| Given request 1 |
Using the profile below, decide whether each statement agrees with it, answering yes or no and quoting the deciding words: (a) Emma Stewart has held her Netflix role since October 2020. (b) Her Ph.D. is from Oxford University. (c) She taught at Harvard University.

··· Selected excerpt ···

Emma Stewart, Ph.D. serves as inaugural Netflix Sustainability Officer, a position she’s held since October 2020. She holds a Ph.D. from Stanford University and a B.A. Honors from Oxford University. Prior to Netflix, she was a Director at World Resources Institute, Head of Sustainability Solutions at design software leader Autodesk where she co-authored the world’s first science-based corporate climate target, and founded the R&D department at Business for Social Responsibility. She has contributed to multiple books and taught “Intrapreneurship for Sustainability” at UC Berkeley and Stanford University.

···

| Given request 2 |
Filter the listing below and copy every line that contains the word "windshield".

··· Material for the task ···

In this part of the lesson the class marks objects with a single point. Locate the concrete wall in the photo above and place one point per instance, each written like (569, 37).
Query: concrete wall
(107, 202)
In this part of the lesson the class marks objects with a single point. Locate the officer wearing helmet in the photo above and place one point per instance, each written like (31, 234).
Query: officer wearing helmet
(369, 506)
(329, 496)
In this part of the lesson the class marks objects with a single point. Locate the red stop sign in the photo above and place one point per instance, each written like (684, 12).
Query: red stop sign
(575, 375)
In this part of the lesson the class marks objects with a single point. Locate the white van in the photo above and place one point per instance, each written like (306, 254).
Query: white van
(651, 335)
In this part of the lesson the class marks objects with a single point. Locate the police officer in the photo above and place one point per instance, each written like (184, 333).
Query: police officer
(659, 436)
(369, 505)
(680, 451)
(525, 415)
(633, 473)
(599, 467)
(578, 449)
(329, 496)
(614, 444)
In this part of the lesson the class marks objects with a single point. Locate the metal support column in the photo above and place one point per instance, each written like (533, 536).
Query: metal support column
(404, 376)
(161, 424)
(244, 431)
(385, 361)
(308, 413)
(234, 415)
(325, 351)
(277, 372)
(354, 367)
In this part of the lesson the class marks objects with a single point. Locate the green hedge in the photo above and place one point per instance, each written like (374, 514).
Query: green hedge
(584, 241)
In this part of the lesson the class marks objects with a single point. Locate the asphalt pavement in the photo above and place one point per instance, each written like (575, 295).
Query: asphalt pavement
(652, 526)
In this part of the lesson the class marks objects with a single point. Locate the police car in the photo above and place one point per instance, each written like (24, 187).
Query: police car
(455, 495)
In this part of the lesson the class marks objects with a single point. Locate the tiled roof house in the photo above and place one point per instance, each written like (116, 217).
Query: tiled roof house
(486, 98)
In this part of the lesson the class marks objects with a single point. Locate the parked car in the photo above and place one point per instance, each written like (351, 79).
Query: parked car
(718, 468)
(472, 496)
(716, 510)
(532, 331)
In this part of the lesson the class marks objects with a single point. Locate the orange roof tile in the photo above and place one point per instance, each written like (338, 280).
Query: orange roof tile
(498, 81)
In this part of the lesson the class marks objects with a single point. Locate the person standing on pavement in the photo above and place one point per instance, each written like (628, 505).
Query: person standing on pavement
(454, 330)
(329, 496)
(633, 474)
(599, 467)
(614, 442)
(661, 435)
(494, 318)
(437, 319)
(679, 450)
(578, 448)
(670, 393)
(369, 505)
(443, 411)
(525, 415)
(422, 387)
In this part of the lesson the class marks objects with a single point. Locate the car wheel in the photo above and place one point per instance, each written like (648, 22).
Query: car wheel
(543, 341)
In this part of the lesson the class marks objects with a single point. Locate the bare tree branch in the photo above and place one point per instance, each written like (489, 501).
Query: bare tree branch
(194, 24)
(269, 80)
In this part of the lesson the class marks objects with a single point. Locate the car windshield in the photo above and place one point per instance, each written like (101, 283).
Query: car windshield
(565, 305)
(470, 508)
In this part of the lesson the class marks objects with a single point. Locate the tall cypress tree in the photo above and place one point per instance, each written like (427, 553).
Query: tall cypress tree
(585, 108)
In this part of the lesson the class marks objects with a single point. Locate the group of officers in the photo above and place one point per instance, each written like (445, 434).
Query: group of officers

···

| Exercise solution 1 |
(a) Yes: "a position she’s held since October 2020"
(b) No: "She holds a Ph.D. from Stanford University"
(c) No: "taught “Intrapreneurship for Sustainability” at UC Berkeley and Stanford University"

| Exercise solution 2 |
In this part of the lesson the class marks objects with a single point. Locate the car windshield in the photo above and place one point per instance, each written like (101, 283).
Query: car windshield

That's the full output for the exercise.